--- Document excerpt Enclosed Below ---

Public Works has been conducting air monitoring every day since last March. Officials say the results have consistently been within acceptable levels.

The abundance of asbestos in the West Block is due to major renovations conducted in the 1960s when it was legal to fireproof buildings with asbestos.

Golder's team also encountered many problems with the building's exterior walls, large parts of which are currently covered with scaffolding to address falling masonry. The report said such temporary repairs don't cut it anymore.

"Attempts to manage material failure on the building via scaling and localized re-pointing is no longer adequate to protect the public," says the report which then goes on to list a number of problems with the mortar on the building.

"It's losing adherence to the stone and the backing mortar behind it, and becoming loose and in many areas falling out, leaving open joints... Loose pieces of mortar and stone were observed all around the building on towers, chimneys, high roof areas and in large areas of walling. Also of major concern is the condition of the inner core of the wall where it is subject to continued moisture saturation and accelerating deterioration through freezing and thawing," says the report.

--- End of Enclosed Document excerpt ---
--- Information shown Enclosed Below ---

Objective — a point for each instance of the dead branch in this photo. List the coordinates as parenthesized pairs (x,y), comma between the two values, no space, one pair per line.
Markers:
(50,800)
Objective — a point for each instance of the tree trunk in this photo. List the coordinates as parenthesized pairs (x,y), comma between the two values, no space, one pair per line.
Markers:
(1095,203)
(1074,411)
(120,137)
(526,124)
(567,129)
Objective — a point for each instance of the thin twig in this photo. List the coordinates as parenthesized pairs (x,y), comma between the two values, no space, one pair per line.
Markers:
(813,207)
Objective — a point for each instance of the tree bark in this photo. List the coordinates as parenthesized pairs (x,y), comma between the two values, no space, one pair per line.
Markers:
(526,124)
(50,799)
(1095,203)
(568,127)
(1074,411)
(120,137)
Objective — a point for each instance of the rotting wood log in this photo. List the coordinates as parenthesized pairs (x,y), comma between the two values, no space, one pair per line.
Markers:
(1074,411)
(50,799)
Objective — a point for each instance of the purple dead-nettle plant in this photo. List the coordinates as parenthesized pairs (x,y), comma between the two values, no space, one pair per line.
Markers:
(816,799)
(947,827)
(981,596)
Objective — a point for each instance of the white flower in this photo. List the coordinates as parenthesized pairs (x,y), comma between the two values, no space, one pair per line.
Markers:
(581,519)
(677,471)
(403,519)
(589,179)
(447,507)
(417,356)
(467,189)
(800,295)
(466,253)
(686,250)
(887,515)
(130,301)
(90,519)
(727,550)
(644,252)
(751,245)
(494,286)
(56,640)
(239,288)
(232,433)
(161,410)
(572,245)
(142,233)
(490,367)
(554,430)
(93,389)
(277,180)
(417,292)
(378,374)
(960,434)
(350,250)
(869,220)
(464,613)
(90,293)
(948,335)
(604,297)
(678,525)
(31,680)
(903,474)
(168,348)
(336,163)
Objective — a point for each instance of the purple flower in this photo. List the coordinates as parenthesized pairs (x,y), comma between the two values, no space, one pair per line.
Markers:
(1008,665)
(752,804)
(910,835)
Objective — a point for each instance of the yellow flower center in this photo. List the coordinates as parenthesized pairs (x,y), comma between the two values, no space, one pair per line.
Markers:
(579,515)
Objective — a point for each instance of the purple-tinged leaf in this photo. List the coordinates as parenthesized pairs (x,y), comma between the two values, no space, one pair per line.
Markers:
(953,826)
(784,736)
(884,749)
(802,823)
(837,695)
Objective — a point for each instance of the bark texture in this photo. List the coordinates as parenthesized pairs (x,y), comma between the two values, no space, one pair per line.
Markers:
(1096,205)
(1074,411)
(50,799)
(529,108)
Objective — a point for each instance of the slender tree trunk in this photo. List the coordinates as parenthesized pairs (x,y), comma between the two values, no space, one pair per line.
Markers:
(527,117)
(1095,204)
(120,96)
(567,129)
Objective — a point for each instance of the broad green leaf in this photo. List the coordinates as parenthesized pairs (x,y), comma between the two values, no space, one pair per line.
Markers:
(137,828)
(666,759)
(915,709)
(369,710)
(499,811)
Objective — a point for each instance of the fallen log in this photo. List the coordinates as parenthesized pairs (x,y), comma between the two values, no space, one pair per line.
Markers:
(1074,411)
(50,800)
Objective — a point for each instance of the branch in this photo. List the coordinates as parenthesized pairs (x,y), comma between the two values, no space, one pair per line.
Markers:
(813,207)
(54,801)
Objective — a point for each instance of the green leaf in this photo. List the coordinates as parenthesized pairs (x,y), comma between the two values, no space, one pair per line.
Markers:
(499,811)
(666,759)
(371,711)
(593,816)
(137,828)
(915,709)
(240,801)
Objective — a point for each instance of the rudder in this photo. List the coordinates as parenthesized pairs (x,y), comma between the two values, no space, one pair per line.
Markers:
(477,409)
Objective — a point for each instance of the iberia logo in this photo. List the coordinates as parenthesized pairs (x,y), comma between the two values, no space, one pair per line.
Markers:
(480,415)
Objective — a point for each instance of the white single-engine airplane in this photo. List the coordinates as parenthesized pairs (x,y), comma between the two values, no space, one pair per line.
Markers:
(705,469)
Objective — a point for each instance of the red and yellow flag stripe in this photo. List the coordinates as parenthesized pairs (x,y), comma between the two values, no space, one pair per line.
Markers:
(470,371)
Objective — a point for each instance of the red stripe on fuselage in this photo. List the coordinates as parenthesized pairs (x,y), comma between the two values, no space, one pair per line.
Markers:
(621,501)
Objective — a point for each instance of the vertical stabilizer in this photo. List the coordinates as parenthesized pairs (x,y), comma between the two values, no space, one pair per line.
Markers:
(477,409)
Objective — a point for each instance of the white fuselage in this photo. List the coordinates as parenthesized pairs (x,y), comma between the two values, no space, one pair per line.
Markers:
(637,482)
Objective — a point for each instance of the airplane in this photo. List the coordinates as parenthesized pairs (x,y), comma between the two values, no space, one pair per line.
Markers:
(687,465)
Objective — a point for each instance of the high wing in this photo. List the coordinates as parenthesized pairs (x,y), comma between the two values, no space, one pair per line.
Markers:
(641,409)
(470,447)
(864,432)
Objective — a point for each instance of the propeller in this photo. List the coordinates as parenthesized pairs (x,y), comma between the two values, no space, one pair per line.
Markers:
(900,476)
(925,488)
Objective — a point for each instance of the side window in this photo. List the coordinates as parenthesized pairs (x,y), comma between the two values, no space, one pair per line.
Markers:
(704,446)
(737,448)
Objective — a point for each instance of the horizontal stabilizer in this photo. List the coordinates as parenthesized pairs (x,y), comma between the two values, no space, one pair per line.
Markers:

--- End of Enclosed Information shown ---

▶ _Required action 1_
Say whether each statement agrees with the West Block excerpt, answering yes or no and quoting the deciding words of the excerpt. (a) Public Works has done air monitoring every day since last March. (b) The asbestos in the West Block comes from renovations carried out in the 1980s. (c) The report finds scaling and localized re-pointing still adequate to protect the public.
▶ _Required action 2_
Write out again the part of the West Block excerpt that opens with the words containing "Public Works has" and closes with "within acceptable levels.".

▶ _Answer area 1_
(a) Yes: "Public Works has been conducting air monitoring every day since last March."
(b) No: "major renovations conducted in the 1960s"
(c) No: "Attempts to manage material failure on the building via scaling and localized re-pointing is no longer adequate to protect the public"

▶ _Answer area 2_
Public Works has been conducting air monitoring every day since last March. Officials say the results have consistently been within acceptable levels.